▶ Short task
Rescale the stretch of the material from the line containing "Where can the black" through the line containing "Where can the brown", giving back every line in it and nothing else. Multiply each answer coordinate by 0.85 and round to whole numbers, with halves rounded up.

▶ Data provided
◇ ◇ ◇ ◇ ◇ ◇ ◇
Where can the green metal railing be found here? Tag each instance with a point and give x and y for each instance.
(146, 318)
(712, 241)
◇ ◇ ◇ ◇ ◇ ◇ ◇
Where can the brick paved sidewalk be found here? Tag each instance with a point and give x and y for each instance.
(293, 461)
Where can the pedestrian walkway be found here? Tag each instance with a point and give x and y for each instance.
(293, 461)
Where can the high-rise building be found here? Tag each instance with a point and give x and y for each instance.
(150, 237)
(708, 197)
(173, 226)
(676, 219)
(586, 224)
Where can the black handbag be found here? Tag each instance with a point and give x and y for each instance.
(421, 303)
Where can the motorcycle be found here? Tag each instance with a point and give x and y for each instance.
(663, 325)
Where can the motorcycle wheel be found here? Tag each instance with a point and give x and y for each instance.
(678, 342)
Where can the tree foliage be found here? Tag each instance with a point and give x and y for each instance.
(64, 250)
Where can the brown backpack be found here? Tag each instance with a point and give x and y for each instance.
◇ ◇ ◇ ◇ ◇ ◇ ◇
▶ Complete answer
Where can the black handbag be found here? Tag each instance with a point and give x and y for each instance.
(358, 258)
Where can the motorcycle be found here? Tag each instance with a point and give x and y for each instance.
(564, 276)
Where can the motorcycle wheel be found here? Tag each instance with a point and give x and y for each instance.
(576, 291)
Where can the tree foliage be found here? Tag each instance with a point and give x and y for each instance.
(54, 213)
Where can the brown backpack be found here? Tag each instance with a point and give x and y for each instance.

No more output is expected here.